## START SOURCE DOCUMENT

On Fri, Oct 18, 2024 at 03:26:05AM +0000, Michael Kelley wrote:
> From: Michael Kelley <mhklinux@outlook.com> Sent: Thursday, October 10, 2024 9:22 PM
> > 
> > From: Stuart Hayes <stuart.w.hayes@gmail.com> Sent: Wednesday, October 9, 2024 10:58 AM
> > >
> > > This adds the ability for the kernel to shutdown devices asynchronously.
> > >
> > > Only devices with drivers that enable it are shut down asynchronously.
> > >
> > > This can dramatically reduce system shutdown/reboot time on systems that
> > > have multiple devices that take many seconds to shut down (like certain
> > > NVMe drives). On one system tested, the shutdown time went from 11 minutes
> > > without this patch to 55 seconds with the patch.

## END SOURCE DOCUMENT

__GIVEN EXERCISE 1__
List every calendar date that appears in the asynchronous shutdown thread.
__GIVEN EXERCISE 2__
Reproduce everything in the asynchronous shutdown thread from "On Fri, Oct" down to "with the patch.", word for word.
__GIVEN EXERCISE 3__
Write what comes next in the asynchronous shutdown thread, picking up right after its last line.

## START DATA SUPPLIED

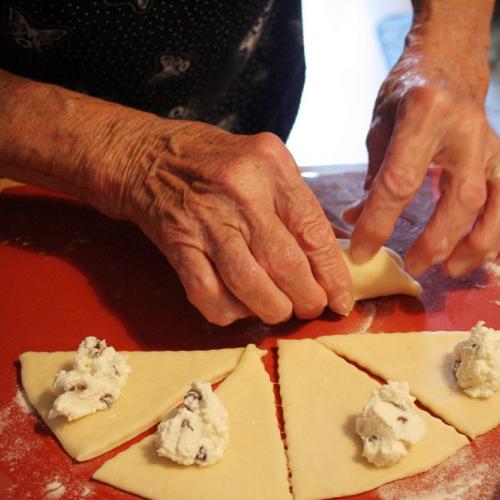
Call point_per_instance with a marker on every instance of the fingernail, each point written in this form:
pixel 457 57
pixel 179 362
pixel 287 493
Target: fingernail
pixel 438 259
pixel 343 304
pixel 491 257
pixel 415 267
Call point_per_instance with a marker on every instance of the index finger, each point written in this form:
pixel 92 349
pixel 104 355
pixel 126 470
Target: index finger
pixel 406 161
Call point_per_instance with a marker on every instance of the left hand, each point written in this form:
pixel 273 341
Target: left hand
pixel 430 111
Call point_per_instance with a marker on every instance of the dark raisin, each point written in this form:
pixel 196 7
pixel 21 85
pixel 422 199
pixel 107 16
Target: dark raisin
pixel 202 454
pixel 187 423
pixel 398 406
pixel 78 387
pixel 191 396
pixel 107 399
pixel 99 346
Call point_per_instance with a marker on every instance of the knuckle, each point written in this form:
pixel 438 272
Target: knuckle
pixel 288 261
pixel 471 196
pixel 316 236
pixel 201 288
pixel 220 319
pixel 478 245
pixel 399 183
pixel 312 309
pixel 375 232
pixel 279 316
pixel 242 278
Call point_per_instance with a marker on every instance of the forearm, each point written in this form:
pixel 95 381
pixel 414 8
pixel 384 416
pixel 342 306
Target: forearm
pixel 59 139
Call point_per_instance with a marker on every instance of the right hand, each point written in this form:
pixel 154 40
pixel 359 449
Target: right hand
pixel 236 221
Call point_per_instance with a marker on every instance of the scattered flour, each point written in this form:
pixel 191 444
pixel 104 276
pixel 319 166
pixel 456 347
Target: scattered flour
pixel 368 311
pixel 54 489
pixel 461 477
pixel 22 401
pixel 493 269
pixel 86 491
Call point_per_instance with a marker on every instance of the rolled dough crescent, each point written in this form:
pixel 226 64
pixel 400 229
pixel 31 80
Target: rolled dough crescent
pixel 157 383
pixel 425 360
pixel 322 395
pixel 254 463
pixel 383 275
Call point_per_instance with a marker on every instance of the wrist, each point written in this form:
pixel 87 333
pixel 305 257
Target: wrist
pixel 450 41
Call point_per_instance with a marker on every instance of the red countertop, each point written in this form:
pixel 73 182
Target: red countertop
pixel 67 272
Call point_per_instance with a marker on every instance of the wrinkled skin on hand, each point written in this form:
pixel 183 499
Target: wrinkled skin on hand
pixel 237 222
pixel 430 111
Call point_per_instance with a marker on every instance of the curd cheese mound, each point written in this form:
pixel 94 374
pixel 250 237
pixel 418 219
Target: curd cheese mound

## END DATA SUPPLIED

__RESPONSE 1__
Friday, October 18, 2024
Thursday, October 10, 2024
Wednesday, October 9, 2024

__RESPONSE 2__
On Fri, Oct 18, 2024 at 03:26:05AM +0000, Michael Kelley wrote:
> From: Michael Kelley <mhklinux@outlook.com> Sent: Thursday, October 10, 2024 9:22 PM
> > 
> > From: Stuart Hayes <stuart.w.hayes@gmail.com> Sent: Wednesday, October 9, 2024 10:58 AM
> > >
> > > This adds the ability for the kernel to shutdown devices asynchronously.
> > >
> > > Only devices with drivers that enable it are shut down asynchronously.
> > >
> > > This can dramatically reduce system shutdown/reboot time on systems that
> > > have multiple devices that take many seconds to shut down (like certain
> > > NVMe drives). On one system tested, the shutdown time went from 11 minutes
> > > without this patch to 55 seconds with the patch.

__RESPONSE 3__
> > 
> > I've been testing this series against a 6.11.0 kernel in an Azure VM, which
> > is running as a guest on the Microsoft Hyper-V hypervisor. The VM has 16 vCPUs,
> > 128 Gbytes of memory, and two physical NVMe controllers that are mapped
> > into the VM so that it can access them directly.
> > 
> [snip]
> > 
> > But here's the kicker:  The overall process of shutting down the devices
> > took *longer* with the patch set than without.  Here's the same output
> > from a 6.11.0 kernel without the patch set:
> > 
> [snip]
> > 
> > Any thoughts on what might be causing this?  I haven't gone into the
> > details of your algorithms for parallelizing, but is there any extra
> > overhead that could be adding to the time? Or maybe this is
> > something unique to Hyper-V guests. The overall difference is only
> > a few 10's of milliseconds, so not that big of a deal. But maybe it's
> > an indicator that something unexpected is happening that we should
> > understand.
> > 
> > I'll keep thinking about the issue and see if I can get any more insight.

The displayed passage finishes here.